### Set problem 1
In the HAMMER filesystem article, what radix does HAMMER currently use for its B-Tree?
### Set problem 2
Extend the HAMMER filesystem article past its final sentence.
___ Excerpted passage ___
"I will be continuing to commit bits and pieces of HAMMER, but note that it will probably not even begin to work for quite some time," Matthew Dillon reported on the new clustering filesystem he's developing for DragonFlyBSD. He noted, "I am still on track for it to make it into the end-of-year release." Matt continued:
"My B-Tree implementation also allows HAMMER to cache B-Tree nodes and start lookups from any internal node rather then having to start at the root. You can do this in a standard B-Tree too but it isn't necessarily efficient for certain boundary cases. In my implementation I store boundaries for the left AND right side which means a search starting in the middle of the tree knows exactly where to go and will never have to retrace its steps."
"I've never looked at the Reiser code though the comments I get from friends who use it are on the order of 'extremely reliable but not the fastest filesystem in the world'," Matt Dillon explained when asked to compare his new clustering HAMMER filesystem with ReiserFS, both of which utilize BTrees to organize objects and records. He continued, "I don't expect HAMMER to be slow. A B-Tree typically uses a fairly small radix in the 8-64 range (HAMMER uses 8 for now). A standard indirect block methodology typically uses a much larger radix, such as 512, but is only able to organize information in a very restricted, linear way." He continued to describe numerous plans he has for optimizing performance, "my expectation is that this will lead to a fairly fast filesystem. We will know in about a month :-)"
___ Data listing ___
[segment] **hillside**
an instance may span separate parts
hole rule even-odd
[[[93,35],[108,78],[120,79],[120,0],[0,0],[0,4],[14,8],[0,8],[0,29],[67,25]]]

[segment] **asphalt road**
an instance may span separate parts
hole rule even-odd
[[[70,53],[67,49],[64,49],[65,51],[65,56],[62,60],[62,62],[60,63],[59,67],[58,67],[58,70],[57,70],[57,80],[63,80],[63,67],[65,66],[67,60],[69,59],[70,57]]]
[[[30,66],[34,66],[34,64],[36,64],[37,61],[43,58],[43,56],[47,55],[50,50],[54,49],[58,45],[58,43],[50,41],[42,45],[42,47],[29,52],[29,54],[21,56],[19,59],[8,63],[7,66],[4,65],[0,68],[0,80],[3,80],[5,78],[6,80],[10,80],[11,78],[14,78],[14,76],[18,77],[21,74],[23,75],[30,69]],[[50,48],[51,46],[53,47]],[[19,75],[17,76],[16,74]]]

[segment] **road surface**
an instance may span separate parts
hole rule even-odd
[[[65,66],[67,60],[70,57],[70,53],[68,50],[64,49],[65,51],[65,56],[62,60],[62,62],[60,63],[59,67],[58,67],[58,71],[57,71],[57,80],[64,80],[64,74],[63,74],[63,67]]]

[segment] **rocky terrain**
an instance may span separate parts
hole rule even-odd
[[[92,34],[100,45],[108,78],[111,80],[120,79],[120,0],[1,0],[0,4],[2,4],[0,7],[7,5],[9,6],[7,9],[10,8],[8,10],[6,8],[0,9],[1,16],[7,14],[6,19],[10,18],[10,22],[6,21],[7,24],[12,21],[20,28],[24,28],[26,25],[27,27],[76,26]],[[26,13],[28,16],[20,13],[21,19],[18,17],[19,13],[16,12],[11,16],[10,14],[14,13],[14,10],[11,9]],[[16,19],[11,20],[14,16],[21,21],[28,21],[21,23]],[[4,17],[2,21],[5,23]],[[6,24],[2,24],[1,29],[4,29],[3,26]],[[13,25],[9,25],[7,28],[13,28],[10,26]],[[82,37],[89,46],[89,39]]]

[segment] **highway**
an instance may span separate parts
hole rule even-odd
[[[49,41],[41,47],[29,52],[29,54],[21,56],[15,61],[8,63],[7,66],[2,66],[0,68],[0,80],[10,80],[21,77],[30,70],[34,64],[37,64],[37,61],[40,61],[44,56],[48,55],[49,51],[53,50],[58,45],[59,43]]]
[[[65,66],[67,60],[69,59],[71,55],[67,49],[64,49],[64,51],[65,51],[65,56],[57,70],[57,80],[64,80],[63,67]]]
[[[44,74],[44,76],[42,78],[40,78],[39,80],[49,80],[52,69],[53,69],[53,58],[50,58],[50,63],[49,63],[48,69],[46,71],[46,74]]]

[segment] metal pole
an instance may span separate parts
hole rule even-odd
___
### Exercise response 1
8

### Exercise response 2
Among the optimizations planned, Matt explained, "the main thing you want to do is to issue large I/Os which cover multiple B-Tree nodes and then arrange the physical layout of the B-Tree such that a linear I/O will cover the most likely path(s), thus reducing the actual number of physical I/O's needed." He noted, "HAMMER will also be able to issue 100% asynchronous I/Os for all B-Tree operations, because it doesn't need an intact B-Tree for recovery of the filesystem." He went on to describe another potential optimization allowed by the filesystem's design, "HAMMER is designed to allow clusters-by-cluster reoptimization of the storage layout. Anything that isn't optimally layed-out at the time it was created can be re-layed-out at some later time, e.g. with a continuously running background process or a nightly cron job or something of that ilk. This will allow HAMMER to choose to use an expedient layout instead of an optimal one in its critical path and then 'fix' the layout later on to make re-accesses optimal."
"I am going to start committing bits and pieces of the HAMMER filesystem over the next two months," announced Matthew Dillon on the Dragonfly BSD kernel mailing list. He noted that the filesystem should be functional by the 2.0 release in December, "I am making good progress and I believe it will be beta quality by the release. It took nearly the whole year to come up with a workable design. I thought I had it at the beginning of the year but I kept running into issues and had to redesign the thing several times since then." Matthew then posted a detailed design document for the new filesystem.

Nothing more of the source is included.